━━ Given information

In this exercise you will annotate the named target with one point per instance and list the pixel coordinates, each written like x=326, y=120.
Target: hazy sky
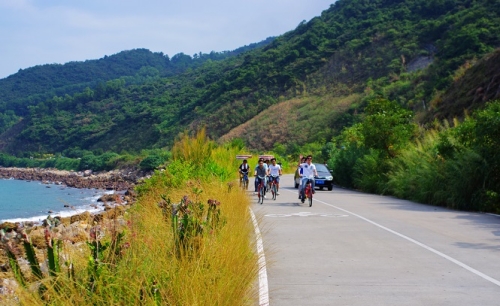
x=36, y=32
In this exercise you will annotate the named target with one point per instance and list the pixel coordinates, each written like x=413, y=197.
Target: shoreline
x=113, y=180
x=115, y=189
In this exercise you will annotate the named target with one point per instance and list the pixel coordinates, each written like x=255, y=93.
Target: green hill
x=407, y=51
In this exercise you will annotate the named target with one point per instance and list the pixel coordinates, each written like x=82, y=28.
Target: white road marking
x=453, y=260
x=305, y=214
x=263, y=284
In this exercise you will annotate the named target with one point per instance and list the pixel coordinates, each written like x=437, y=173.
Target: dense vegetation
x=37, y=84
x=363, y=67
x=185, y=242
x=352, y=47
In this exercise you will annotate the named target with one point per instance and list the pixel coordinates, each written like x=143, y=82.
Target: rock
x=81, y=217
x=109, y=198
x=9, y=226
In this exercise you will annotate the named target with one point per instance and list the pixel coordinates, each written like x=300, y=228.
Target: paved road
x=352, y=248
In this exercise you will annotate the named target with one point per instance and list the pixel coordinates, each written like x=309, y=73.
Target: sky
x=37, y=32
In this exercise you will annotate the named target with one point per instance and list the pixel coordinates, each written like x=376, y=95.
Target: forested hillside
x=406, y=51
x=37, y=84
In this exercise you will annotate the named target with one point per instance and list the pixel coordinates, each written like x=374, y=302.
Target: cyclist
x=268, y=179
x=308, y=172
x=260, y=171
x=275, y=173
x=299, y=171
x=243, y=169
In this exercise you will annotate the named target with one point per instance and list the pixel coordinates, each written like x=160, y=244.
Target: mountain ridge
x=354, y=47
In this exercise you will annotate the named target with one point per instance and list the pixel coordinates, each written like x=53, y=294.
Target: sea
x=22, y=201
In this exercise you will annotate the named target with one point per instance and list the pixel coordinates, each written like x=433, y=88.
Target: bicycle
x=268, y=183
x=261, y=189
x=244, y=181
x=307, y=192
x=274, y=187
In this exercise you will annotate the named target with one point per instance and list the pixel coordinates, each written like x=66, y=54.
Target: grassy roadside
x=197, y=252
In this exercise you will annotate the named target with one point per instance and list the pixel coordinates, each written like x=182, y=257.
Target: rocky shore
x=74, y=229
x=113, y=180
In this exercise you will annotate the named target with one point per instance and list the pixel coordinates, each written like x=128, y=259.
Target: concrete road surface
x=352, y=248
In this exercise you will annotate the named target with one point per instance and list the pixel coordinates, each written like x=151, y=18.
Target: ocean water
x=32, y=201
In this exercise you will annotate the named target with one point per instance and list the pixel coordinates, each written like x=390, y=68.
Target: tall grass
x=147, y=268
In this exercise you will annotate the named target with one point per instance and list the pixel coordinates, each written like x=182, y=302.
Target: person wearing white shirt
x=275, y=173
x=308, y=172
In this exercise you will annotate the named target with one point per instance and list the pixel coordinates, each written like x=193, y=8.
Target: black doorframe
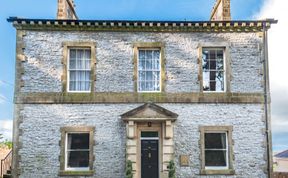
x=150, y=140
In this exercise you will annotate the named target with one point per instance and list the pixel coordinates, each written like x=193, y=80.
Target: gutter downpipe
x=267, y=107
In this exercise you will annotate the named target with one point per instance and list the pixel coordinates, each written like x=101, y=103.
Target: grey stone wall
x=114, y=55
x=41, y=135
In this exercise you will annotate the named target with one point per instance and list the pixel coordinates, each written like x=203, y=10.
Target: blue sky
x=119, y=10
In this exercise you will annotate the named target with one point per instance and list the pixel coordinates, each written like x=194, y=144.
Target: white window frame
x=68, y=70
x=160, y=71
x=227, y=152
x=66, y=168
x=224, y=68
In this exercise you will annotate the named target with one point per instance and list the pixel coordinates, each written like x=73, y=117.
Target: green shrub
x=128, y=173
x=171, y=169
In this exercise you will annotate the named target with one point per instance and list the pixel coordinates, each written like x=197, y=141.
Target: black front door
x=149, y=159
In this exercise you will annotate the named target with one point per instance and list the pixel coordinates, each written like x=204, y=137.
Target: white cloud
x=2, y=99
x=6, y=128
x=278, y=64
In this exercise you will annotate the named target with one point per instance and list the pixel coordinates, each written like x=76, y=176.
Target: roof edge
x=142, y=25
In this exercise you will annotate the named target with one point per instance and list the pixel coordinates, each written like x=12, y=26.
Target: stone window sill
x=217, y=172
x=76, y=173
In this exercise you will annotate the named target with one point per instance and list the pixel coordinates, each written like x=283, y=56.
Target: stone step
x=7, y=176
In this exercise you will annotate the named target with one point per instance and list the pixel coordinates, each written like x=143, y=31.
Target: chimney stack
x=66, y=10
x=221, y=11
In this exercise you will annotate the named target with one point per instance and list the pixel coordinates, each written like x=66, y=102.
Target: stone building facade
x=90, y=121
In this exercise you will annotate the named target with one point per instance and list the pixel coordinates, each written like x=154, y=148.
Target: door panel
x=149, y=159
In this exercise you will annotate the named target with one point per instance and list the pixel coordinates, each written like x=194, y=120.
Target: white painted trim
x=227, y=153
x=68, y=70
x=66, y=154
x=160, y=71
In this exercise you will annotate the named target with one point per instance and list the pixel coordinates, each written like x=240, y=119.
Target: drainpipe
x=267, y=101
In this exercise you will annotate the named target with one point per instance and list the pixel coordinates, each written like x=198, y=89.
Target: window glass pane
x=148, y=63
x=212, y=65
x=141, y=55
x=219, y=81
x=72, y=86
x=141, y=76
x=149, y=86
x=141, y=86
x=149, y=54
x=212, y=75
x=78, y=141
x=157, y=86
x=206, y=80
x=87, y=54
x=149, y=70
x=156, y=76
x=72, y=64
x=213, y=70
x=149, y=134
x=212, y=54
x=149, y=76
x=215, y=158
x=141, y=65
x=72, y=54
x=77, y=159
x=215, y=140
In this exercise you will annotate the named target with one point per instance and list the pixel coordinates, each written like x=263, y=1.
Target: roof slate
x=283, y=154
x=138, y=25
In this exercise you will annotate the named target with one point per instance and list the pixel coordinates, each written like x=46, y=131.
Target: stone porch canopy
x=148, y=26
x=148, y=112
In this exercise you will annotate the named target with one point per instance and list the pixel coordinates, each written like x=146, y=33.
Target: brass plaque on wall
x=184, y=160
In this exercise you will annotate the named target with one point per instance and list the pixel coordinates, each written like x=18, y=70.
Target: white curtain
x=79, y=69
x=149, y=70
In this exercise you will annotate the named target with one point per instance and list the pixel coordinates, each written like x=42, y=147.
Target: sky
x=153, y=10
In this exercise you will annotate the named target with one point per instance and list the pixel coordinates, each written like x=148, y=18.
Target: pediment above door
x=149, y=112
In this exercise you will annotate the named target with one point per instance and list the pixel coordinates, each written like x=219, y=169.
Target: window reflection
x=213, y=69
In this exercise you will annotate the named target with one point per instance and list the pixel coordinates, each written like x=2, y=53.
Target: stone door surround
x=149, y=117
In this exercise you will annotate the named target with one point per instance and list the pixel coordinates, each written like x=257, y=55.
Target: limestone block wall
x=41, y=135
x=114, y=59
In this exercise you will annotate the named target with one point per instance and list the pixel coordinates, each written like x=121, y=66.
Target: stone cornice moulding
x=144, y=26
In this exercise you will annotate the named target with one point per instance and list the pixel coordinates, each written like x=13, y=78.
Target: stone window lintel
x=207, y=129
x=80, y=44
x=227, y=61
x=64, y=131
x=138, y=45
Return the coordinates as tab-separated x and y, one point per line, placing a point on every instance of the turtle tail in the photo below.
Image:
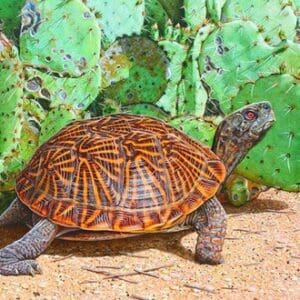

━━━━

What you give back should be only the lines of the records above, starting at the line with "like x=101, y=103." and ending at the line with "like x=203, y=10.", restated word for word.

In this exercise you will annotate the named target with one point per instance and list the pixel coordinates, each written like x=101, y=103.
Target: grey stone wall
x=114, y=55
x=41, y=135
In this exercise you will annotate the named target with one point per instance and list the pixel coordinates, each written like x=203, y=10.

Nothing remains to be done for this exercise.